- Stated exercise -
Please select every line of the material below that contains the word "wing", and copy each one.

(Region labeling material)
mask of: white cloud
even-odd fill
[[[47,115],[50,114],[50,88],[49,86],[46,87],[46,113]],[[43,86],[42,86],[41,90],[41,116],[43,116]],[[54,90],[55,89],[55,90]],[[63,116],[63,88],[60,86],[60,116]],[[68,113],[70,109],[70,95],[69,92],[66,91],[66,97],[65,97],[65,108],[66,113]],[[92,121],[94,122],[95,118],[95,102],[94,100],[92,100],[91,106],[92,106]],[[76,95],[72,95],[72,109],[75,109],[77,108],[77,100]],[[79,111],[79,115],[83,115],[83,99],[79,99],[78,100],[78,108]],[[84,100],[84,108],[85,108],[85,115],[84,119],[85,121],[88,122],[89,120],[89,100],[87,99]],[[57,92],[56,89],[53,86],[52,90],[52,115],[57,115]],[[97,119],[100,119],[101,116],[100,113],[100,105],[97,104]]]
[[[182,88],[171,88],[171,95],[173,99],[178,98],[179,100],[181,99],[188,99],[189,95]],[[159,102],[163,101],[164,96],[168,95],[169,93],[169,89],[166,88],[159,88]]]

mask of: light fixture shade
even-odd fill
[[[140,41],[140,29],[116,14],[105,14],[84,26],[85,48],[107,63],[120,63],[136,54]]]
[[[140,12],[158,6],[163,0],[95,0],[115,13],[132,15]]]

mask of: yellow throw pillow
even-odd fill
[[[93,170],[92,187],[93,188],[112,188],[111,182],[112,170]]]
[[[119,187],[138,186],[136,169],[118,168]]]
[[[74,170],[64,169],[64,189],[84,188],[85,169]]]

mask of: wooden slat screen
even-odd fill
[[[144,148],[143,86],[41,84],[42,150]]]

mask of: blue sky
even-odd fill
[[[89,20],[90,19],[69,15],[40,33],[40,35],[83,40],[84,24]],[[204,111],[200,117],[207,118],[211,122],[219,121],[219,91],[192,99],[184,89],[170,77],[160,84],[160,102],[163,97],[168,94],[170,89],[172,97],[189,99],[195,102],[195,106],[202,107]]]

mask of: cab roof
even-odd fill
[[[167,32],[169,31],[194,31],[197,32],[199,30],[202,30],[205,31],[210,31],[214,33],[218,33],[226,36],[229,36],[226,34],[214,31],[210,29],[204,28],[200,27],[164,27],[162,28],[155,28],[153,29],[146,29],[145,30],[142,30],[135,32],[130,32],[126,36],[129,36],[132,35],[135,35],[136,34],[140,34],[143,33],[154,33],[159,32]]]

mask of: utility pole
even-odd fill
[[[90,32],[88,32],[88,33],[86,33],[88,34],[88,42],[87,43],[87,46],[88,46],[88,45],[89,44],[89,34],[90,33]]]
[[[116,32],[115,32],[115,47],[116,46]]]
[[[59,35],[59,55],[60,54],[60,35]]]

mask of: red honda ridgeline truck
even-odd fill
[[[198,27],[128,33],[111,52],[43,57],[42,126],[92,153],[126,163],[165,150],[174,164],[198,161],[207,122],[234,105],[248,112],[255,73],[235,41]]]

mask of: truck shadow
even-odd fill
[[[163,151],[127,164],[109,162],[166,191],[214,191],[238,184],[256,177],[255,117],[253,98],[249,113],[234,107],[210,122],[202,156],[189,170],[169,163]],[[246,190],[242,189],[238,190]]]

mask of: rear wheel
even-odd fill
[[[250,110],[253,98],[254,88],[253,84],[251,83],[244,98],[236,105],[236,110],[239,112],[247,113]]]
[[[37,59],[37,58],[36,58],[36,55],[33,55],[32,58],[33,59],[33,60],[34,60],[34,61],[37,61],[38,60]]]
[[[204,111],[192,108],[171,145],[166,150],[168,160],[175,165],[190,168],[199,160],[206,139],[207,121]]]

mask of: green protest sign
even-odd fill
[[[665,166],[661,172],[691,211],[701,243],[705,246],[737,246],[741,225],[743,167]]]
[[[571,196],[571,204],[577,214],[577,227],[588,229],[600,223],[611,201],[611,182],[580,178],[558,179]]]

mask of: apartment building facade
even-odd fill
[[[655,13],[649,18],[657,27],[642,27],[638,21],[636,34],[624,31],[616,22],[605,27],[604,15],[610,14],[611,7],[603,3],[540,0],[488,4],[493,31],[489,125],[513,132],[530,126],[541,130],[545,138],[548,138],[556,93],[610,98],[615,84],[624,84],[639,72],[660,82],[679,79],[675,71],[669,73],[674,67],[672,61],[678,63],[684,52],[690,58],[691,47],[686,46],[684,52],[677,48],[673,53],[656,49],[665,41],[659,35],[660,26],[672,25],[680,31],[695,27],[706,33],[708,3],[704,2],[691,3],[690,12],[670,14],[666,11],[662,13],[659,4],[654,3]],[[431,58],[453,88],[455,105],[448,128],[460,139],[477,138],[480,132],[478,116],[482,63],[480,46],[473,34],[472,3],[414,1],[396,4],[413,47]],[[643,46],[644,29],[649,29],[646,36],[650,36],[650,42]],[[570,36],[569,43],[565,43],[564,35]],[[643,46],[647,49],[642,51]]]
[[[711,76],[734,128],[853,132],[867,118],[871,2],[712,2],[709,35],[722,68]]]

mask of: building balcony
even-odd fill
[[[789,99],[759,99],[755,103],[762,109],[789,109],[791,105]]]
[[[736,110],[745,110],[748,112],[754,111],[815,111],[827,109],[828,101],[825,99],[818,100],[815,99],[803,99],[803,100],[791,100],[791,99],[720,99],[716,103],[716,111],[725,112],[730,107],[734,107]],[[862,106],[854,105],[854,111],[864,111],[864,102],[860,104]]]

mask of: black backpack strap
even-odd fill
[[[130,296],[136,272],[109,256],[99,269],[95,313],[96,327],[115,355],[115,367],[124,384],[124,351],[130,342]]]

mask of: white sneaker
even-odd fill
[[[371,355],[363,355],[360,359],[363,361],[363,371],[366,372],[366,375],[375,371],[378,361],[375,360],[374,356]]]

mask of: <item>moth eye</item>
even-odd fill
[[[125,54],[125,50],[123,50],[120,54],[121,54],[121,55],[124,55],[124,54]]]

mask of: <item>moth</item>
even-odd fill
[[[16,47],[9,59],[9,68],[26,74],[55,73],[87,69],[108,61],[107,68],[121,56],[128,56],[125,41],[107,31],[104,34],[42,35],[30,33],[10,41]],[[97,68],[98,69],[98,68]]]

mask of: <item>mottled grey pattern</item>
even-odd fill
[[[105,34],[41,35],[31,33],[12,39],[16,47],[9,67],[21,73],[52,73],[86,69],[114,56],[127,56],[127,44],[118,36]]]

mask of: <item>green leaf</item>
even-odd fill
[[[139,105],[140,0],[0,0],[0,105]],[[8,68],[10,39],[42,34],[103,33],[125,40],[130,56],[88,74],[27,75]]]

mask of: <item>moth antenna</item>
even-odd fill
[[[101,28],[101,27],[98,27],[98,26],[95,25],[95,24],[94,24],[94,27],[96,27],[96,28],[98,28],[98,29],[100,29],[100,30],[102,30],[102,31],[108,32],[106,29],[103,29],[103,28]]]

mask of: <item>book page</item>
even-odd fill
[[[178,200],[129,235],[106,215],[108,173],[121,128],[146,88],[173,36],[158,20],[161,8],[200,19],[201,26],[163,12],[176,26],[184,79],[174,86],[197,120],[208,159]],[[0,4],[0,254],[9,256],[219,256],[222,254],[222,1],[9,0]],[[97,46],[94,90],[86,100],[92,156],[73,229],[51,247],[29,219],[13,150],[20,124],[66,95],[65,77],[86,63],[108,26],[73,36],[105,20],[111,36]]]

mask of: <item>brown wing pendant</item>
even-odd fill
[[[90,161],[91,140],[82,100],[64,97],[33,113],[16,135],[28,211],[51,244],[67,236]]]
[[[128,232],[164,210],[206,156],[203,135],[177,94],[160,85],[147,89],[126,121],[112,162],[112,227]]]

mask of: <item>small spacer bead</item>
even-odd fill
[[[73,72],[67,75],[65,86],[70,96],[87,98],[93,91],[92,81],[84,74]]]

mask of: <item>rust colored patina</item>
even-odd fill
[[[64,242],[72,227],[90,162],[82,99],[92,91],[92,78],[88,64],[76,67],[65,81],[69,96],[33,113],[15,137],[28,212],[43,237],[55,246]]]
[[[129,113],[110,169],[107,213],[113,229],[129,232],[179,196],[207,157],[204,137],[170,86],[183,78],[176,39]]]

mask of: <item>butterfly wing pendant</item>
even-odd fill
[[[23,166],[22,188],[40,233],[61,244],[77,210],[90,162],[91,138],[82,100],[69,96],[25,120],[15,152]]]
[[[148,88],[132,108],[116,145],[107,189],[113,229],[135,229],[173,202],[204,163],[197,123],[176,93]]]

- Result of this task -
mask of: <item>brown wing pendant</item>
mask of: <item>butterfly wing pendant</item>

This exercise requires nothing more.